### Text shown

Sunday, February 19, 2023

Ant-Man and the Wasp: Quantumania wants to soar but never feels comfortable in its own skin

In the book Nobody Does it Better: The Complete, Uncensored, Unauthorized Oral History of James Bond by Edward Gross and Mark A. Altman, there's an interesting anecdote from a creative figure involved in classic James Bond movies on what kinds of people you need to make those big-budget films. Specifically, this person noted that it was fine to pair an inexperienced leading man with a blockbuster veteran director or a famous leading man with a filmmaker whose never tackled a blockbuster before. But if both the leading man and director are novices, that's where problems occur.

It's not a steadfast rule, but it was one that was on my brain as Ant-Man and the Wasp: Quantumania drew to a close. This movie aspires to take the Ant-Man characters into a grand sci-fi epic in the vein of Star Wars. Unfortunately, it's helmed by director Peyton Reed, a veteran of low-key comedies (and enjoyable ones too, like Down with Love), and written by Jeff Loveness, a Rick & Morty veteran and Marvel comics writer who never penned a movie screenplay before. Quantumania desperately needed a more assured hand guiding this ship in some capacity. None of the primary creative voices get to play to their strengths, resulting in a movie that feels like a Xerox of superior sci-fi fare.

After the events of Avengers: Endgame, Scott Lang/Ant-Man (Paul Rudd) hung up his superhero outfit in favor of selling and promoting his autobiography. As Quantumania begins, he's shifting gears to be a dad to growing daughter Cassie (Kathryn Newton). Turns out, though, his child has managed to create a device that can communicate with the Quantum Realm, the domain Janet van Dyne (Michelle Pfieffer) was previously trapped in for decades. A malfunction with the machine sends Scott, Cassie, Janet, Hank Pym (Michael Douglas), and Hope van Dyne/The Wasp (Evangeline Lilly) into the deepest corners of the Quantum Realm. Here, weirdo creatures lurk behind every corner while the nefarious Kang the Conqueror (Jonathan Majors) rules the land with an iron fist.

Once we get to the Quantum realm, Quantumania initially gets some fun out of depicting our Earthbound heroes contending with an unpredictable domain dominated by strange beasts and a variety of biomes. Eventually, though, the Quantum Realm slips into being more generic-looking while Loveness's screenplay struggles mightily with making the exploits in this universe absurd yet also something audiences can emotionally get invested in. In an average Rick & Morty episode, you can just do all kinds of violent madness and not have to worry about viewers losing their emotional investment in the titular leads, that's not the point of that program. Here, Quantumania wants to provide moments of firm emotional catharsis while standing on top of a world that's nebulously defined. A story shouldn't be suffocated by logic, but Quantumania keeps reaching for narrative and emotional beats that require a shred of logic to function properly.

######

◆ **Stated exercise a**: Retype the lines of the records from the line containing "mark the region of every instance of the dark" through the end of the records, copying them exactly.

### Records to use

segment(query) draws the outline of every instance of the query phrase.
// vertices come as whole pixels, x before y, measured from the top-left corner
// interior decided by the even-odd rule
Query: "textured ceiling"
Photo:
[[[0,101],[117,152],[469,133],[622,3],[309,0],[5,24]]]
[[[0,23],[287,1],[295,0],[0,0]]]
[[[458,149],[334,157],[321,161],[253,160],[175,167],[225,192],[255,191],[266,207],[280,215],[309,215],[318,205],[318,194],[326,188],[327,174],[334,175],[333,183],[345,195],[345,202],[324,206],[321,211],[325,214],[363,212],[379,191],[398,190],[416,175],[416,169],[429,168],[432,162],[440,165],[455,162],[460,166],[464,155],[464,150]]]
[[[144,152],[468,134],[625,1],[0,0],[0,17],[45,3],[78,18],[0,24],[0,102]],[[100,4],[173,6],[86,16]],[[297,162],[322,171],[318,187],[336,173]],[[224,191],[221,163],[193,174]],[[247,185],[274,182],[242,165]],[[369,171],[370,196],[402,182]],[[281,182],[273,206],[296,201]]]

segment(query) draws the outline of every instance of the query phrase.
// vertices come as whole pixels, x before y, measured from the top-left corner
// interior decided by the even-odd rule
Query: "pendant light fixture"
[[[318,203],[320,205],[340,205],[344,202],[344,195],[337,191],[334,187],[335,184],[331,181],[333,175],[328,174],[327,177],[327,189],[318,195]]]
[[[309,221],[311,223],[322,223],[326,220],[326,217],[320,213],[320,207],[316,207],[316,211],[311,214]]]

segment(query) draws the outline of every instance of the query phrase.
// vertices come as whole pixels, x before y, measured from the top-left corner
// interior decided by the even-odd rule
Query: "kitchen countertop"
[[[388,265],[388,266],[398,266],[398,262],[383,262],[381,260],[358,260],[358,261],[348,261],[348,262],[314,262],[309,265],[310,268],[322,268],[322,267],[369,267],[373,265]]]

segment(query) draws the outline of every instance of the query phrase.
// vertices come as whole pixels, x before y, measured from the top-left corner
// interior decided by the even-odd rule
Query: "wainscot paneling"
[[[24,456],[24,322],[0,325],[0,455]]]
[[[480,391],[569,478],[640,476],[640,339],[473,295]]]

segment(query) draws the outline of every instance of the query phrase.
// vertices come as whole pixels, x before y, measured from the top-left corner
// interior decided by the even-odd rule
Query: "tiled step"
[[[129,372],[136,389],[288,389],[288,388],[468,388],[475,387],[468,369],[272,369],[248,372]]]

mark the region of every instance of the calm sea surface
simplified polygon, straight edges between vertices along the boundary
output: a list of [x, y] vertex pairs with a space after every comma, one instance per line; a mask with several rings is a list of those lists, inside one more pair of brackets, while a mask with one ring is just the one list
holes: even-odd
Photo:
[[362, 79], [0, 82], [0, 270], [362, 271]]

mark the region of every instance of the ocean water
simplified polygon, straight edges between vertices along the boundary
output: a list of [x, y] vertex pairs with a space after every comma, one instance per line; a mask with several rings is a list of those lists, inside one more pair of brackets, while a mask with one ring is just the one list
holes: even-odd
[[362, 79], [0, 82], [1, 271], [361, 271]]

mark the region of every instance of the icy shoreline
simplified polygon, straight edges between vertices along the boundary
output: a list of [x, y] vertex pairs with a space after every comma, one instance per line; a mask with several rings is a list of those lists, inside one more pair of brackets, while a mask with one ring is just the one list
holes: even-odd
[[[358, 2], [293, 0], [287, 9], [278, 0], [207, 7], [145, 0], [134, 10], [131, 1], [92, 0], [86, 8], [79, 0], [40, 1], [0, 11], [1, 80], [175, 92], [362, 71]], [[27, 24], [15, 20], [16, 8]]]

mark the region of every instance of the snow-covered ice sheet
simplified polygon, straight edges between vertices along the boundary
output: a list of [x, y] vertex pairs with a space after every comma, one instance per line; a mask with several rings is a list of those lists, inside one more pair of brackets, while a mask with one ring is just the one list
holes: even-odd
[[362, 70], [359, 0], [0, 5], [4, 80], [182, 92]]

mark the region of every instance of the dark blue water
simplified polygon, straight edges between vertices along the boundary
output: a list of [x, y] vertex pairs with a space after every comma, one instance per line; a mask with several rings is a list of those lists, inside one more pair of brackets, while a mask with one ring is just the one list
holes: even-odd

######

◆ **Stated exercise b**: List every actor the Quantumania review names in parentheses after a character.

◆ **Complete response a**:
mark the region of every instance of the dark blue water
simplified polygon, straight edges between vertices along the boundary
output: a list of [x, y] vertex pairs with a space after every comma, one instance per line; a mask with several rings is a list of those lists, inside one more pair of brackets, while a mask with one ring is just the one list
holes: even-odd

◆ **Complete response b**:
Paul Rudd
Kathryn Newton
Michelle Pfieffer
Michael Douglas
Evangeline Lilly
Jonathan Majors